### Problem to work on:
Extract the lines from the first line of the records below through the line containing "of the floating", inclusive, and reproduce them exactly as written.

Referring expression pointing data
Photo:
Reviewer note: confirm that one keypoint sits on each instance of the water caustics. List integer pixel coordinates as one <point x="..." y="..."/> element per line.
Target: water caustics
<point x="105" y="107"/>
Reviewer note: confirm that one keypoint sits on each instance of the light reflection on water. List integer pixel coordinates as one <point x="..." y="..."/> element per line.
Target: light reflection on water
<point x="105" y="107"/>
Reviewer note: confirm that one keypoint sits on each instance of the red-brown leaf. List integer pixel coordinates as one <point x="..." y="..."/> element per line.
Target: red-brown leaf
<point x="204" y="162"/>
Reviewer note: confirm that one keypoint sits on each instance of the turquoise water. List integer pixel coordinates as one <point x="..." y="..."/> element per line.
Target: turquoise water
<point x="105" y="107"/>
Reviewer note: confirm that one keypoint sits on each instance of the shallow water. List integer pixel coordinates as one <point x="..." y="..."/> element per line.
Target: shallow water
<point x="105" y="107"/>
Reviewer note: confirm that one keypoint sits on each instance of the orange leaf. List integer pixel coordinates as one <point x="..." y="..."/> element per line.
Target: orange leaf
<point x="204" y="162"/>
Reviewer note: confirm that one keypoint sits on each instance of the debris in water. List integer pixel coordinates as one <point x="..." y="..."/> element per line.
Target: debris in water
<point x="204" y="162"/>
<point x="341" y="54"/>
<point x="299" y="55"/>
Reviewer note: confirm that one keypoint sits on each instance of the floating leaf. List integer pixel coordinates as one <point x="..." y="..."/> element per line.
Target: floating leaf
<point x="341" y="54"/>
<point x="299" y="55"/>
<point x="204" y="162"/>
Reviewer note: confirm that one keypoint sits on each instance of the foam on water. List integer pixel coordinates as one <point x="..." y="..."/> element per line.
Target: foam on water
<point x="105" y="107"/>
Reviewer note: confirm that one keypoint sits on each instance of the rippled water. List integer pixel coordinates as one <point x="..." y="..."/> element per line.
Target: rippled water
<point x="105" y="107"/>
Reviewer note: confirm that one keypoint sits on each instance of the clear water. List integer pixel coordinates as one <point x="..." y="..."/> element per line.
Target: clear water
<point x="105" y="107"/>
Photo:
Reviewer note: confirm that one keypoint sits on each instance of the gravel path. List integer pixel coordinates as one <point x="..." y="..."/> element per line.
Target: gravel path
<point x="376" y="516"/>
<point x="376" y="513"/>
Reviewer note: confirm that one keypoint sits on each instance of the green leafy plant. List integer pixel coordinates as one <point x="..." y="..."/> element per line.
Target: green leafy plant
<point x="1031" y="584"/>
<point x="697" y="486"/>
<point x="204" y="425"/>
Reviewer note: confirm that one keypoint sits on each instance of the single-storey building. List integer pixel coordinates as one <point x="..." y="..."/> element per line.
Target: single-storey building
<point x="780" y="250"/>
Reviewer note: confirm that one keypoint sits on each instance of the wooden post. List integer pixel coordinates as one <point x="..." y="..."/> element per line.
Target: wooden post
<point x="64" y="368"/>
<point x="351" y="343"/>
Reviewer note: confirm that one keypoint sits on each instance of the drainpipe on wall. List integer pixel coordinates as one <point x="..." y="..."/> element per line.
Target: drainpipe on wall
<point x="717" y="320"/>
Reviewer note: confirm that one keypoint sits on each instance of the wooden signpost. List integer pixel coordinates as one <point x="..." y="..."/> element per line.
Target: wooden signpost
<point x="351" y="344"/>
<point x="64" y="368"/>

### Exercise output:
Photo:
Reviewer note: confirm that one keypoint sits on each instance of the water caustics. List integer pixel coordinates as one <point x="..." y="..."/> element per line.
Target: water caustics
<point x="105" y="107"/>
Reviewer note: confirm that one keypoint sits on each instance of the light reflection on water. List integer pixel coordinates as one <point x="..." y="..."/> element per line.
Target: light reflection on water
<point x="105" y="107"/>
Reviewer note: confirm that one keypoint sits on each instance of the red-brown leaf. List integer pixel coordinates as one <point x="..." y="..."/> element per line.
Target: red-brown leaf
<point x="204" y="162"/>
Reviewer note: confirm that one keypoint sits on each instance of the turquoise water. List integer pixel coordinates as one <point x="..." y="..."/> element per line.
Target: turquoise water
<point x="105" y="107"/>
Reviewer note: confirm that one keypoint sits on each instance of the shallow water. List integer pixel coordinates as one <point x="..." y="..."/> element per line.
Target: shallow water
<point x="105" y="107"/>
Reviewer note: confirm that one keypoint sits on each instance of the orange leaf. List integer pixel coordinates as one <point x="..." y="..."/> element per line.
Target: orange leaf
<point x="204" y="162"/>
Reviewer note: confirm that one keypoint sits on each instance of the debris in water. List integer pixel coordinates as one <point x="..." y="..."/> element per line.
Target: debris in water
<point x="204" y="162"/>
<point x="341" y="54"/>
<point x="299" y="55"/>
Reviewer note: confirm that one keypoint sits on each instance of the floating leaf. List integer pixel coordinates as one <point x="..." y="..."/> element per line.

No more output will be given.